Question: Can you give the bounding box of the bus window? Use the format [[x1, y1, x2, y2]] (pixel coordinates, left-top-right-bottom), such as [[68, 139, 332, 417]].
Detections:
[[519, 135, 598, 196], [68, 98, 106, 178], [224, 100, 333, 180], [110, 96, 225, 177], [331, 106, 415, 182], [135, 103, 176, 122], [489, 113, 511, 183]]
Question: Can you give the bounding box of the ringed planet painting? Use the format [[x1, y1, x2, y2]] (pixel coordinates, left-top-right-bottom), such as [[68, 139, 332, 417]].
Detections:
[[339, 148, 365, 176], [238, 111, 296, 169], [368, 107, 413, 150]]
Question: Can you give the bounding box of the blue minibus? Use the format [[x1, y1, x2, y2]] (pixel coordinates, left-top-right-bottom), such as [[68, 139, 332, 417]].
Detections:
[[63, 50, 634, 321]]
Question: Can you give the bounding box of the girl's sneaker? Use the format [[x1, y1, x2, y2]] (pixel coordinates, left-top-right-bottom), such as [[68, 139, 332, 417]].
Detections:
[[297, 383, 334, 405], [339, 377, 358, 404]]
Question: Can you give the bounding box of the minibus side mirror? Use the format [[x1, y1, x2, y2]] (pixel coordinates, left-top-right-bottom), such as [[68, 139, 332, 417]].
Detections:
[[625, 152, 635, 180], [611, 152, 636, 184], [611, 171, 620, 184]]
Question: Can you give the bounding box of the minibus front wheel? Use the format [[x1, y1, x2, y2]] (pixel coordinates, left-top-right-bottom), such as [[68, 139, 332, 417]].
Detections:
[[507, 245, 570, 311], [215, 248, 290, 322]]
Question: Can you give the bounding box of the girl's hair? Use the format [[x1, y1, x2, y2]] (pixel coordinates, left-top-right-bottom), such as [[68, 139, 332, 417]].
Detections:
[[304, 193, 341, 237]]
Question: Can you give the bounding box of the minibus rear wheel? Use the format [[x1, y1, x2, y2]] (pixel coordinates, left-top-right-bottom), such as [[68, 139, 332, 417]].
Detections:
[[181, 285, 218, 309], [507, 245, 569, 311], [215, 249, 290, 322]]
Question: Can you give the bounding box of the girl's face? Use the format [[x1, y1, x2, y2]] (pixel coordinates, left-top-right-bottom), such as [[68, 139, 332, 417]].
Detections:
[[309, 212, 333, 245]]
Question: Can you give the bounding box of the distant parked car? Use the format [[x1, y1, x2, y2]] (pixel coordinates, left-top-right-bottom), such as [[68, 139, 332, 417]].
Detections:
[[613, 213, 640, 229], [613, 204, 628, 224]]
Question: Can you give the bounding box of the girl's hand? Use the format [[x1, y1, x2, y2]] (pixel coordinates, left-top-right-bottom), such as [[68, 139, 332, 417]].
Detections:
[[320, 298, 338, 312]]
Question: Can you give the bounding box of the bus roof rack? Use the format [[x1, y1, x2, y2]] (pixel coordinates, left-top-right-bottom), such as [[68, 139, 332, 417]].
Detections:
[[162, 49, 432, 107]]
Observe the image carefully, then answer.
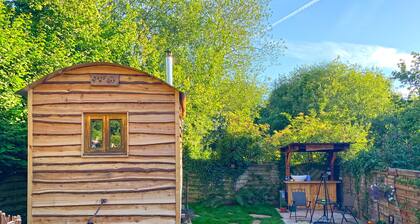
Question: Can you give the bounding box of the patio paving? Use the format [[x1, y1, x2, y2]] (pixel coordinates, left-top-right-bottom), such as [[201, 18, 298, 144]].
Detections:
[[277, 209, 360, 224], [249, 213, 272, 224]]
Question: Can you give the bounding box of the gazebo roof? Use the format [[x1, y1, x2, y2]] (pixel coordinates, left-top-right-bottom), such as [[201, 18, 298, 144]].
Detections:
[[280, 143, 350, 153]]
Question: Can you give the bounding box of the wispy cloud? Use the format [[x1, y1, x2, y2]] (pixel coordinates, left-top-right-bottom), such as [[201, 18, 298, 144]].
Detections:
[[286, 41, 413, 70], [265, 0, 321, 32]]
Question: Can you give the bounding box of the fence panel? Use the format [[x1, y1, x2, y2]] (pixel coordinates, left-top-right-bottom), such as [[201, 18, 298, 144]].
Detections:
[[343, 168, 419, 224]]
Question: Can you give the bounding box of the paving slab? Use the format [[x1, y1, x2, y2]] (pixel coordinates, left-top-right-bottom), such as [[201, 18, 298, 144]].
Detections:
[[277, 209, 360, 224], [249, 214, 272, 219]]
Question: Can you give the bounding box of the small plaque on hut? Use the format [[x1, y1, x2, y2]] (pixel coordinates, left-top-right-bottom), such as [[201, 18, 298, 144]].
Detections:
[[91, 74, 120, 86]]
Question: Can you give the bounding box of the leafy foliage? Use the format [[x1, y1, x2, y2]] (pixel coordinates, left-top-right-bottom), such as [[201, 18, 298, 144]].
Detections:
[[0, 0, 279, 171], [265, 62, 393, 160], [272, 112, 369, 159], [261, 61, 393, 132], [235, 187, 276, 206], [183, 111, 279, 203], [212, 118, 277, 164], [346, 98, 420, 173], [0, 2, 30, 174], [392, 52, 420, 97]]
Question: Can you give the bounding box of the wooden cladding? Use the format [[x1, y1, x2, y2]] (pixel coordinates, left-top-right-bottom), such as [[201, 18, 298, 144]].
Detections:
[[83, 113, 127, 155], [26, 63, 183, 224]]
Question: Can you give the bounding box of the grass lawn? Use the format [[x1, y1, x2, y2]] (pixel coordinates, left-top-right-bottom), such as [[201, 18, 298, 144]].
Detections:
[[190, 203, 284, 224]]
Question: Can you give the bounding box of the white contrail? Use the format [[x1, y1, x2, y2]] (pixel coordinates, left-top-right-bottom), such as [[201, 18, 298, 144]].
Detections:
[[265, 0, 321, 32]]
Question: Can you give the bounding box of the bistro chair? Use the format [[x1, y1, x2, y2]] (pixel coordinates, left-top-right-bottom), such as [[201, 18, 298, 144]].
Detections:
[[337, 194, 358, 224], [289, 191, 311, 221]]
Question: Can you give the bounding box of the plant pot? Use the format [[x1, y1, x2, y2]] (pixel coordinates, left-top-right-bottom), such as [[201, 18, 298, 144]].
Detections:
[[279, 207, 288, 213]]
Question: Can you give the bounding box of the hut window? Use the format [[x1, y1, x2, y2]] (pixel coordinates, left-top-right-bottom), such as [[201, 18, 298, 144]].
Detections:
[[84, 113, 127, 155], [90, 119, 104, 150]]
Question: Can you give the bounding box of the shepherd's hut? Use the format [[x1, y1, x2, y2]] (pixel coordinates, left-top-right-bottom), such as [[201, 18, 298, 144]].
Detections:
[[18, 56, 186, 224]]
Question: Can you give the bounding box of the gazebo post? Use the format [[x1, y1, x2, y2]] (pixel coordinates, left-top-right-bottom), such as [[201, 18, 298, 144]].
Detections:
[[285, 146, 292, 178], [328, 152, 337, 180]]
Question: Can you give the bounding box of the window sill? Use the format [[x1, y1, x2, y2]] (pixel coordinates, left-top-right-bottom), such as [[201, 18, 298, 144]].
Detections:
[[82, 152, 128, 157]]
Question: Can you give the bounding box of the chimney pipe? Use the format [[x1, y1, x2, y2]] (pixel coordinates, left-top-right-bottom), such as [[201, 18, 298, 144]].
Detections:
[[165, 50, 173, 86]]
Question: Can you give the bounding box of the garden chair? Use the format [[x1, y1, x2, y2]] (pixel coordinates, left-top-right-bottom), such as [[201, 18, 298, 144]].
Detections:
[[337, 194, 358, 224], [289, 191, 311, 221]]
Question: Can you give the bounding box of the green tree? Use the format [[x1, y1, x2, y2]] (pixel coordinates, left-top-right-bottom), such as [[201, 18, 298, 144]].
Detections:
[[261, 61, 393, 132], [0, 2, 32, 173], [343, 98, 420, 175], [0, 0, 279, 170], [263, 61, 394, 159], [392, 52, 420, 97], [368, 99, 420, 170]]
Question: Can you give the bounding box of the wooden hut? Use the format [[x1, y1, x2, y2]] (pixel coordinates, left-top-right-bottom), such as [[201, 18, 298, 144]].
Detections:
[[19, 62, 186, 224]]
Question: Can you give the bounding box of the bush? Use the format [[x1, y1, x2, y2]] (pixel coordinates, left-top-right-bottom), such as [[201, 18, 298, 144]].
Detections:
[[234, 187, 276, 206]]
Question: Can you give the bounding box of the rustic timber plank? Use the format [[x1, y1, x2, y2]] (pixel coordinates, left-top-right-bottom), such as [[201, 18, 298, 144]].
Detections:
[[33, 177, 176, 184], [33, 103, 174, 115], [33, 180, 175, 193], [32, 114, 82, 124], [34, 172, 175, 181], [33, 160, 175, 166], [34, 101, 174, 106], [129, 133, 175, 146], [33, 167, 175, 174], [129, 113, 175, 123], [33, 93, 174, 105], [32, 203, 176, 216], [33, 122, 81, 135], [32, 185, 176, 195], [129, 144, 175, 157], [33, 156, 175, 164], [32, 145, 81, 157], [33, 83, 174, 93], [130, 123, 175, 135], [33, 90, 175, 96], [33, 163, 175, 171], [63, 65, 144, 75], [32, 216, 175, 224], [33, 135, 81, 146]]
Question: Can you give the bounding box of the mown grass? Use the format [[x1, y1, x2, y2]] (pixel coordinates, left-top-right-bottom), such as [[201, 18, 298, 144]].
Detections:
[[190, 203, 284, 224]]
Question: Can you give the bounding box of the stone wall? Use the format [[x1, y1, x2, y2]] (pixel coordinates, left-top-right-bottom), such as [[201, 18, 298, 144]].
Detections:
[[343, 168, 419, 224], [183, 163, 280, 203]]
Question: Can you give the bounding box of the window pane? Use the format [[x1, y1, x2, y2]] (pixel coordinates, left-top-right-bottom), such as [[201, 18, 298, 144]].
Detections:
[[109, 119, 122, 150], [90, 119, 103, 150]]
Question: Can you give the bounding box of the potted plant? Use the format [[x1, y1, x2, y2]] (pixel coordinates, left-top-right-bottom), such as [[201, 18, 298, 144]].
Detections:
[[279, 197, 288, 212]]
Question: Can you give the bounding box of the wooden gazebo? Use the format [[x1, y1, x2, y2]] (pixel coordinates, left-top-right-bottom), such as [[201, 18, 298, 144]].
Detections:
[[280, 143, 350, 208]]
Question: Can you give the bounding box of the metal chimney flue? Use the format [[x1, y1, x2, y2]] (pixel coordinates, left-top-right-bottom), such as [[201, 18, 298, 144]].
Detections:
[[165, 50, 173, 86]]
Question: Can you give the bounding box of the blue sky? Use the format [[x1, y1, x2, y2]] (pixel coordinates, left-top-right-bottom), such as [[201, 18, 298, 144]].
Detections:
[[264, 0, 420, 88]]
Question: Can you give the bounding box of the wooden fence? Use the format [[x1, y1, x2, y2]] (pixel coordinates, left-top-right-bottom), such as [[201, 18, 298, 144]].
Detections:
[[0, 174, 26, 223], [343, 168, 419, 224], [0, 211, 21, 224]]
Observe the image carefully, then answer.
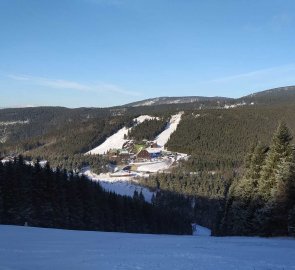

====================

Exercise requirements:
Throughout the material above, report each line holding the word "girl".

Response to the exercise:
Question: Can you give the bounding box of the girl's sneaker? Use the format [[x1, y1, x2, y2]] (pixel coordinates, left-top-right-bottom), such as [[68, 139, 332, 417]].
Question: Can you give the bounding box of the girl's hair? Use the format [[x1, y1, x2, y2]] (pixel coordinates, left-top-right-bottom), such as [[68, 139, 332, 417]].
Question: Can you give the bounding box of the girl's face? Use the format [[x1, y1, x2, y2]] (pixel coordinates, left-top-right-bottom), such as [[68, 139, 332, 417]].
Question: Can you give the bounding box of the girl's hand? Use the format [[x1, y1, x2, y2]] (pixel coordinates, left-top-right-bottom), such as [[68, 139, 332, 417]].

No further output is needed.